YOUR GOAL →
Search the entries for the word "cliff". Copy every line where it turns up.
---------- SUPPLIED RECORDS
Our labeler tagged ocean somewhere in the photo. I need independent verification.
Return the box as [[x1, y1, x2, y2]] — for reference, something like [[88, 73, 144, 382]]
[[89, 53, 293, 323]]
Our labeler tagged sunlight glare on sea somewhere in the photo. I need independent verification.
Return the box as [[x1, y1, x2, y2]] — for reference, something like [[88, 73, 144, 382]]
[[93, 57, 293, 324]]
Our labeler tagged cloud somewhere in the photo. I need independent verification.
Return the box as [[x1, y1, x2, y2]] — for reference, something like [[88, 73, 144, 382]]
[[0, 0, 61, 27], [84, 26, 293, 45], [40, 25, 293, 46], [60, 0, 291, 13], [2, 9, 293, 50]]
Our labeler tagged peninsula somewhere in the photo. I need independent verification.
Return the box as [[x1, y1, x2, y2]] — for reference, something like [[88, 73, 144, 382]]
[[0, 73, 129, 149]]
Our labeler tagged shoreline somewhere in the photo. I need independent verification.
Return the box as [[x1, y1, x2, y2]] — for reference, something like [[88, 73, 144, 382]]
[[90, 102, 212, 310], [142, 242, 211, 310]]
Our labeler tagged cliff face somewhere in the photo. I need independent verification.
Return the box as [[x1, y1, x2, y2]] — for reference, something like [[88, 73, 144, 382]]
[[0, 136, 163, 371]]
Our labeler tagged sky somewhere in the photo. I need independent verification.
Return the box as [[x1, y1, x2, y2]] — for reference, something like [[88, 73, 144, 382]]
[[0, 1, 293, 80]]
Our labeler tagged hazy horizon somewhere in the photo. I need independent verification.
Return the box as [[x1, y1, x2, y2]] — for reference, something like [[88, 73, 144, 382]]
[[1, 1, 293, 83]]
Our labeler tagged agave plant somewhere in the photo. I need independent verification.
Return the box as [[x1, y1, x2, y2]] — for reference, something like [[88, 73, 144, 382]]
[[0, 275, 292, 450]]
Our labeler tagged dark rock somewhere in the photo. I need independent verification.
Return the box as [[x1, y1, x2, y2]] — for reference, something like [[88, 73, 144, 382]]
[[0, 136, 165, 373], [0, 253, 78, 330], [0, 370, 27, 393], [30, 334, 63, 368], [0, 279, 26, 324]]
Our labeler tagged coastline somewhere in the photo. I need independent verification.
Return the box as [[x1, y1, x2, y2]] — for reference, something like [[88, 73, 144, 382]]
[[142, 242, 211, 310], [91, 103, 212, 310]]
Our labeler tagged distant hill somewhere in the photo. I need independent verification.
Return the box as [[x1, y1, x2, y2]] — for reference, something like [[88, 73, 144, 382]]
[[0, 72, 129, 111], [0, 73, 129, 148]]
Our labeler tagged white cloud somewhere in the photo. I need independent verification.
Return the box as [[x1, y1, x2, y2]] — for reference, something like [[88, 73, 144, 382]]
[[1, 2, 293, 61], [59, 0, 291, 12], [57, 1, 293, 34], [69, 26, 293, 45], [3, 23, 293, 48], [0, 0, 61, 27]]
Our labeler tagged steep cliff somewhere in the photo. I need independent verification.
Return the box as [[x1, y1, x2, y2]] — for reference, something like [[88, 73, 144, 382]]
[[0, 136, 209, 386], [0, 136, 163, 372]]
--------------------
ANSWER AREA →
Our labeler tagged cliff face somewhere in the photo. I need independent verification.
Our labeler tagged steep cliff somewhere in the photo. I need independent verification.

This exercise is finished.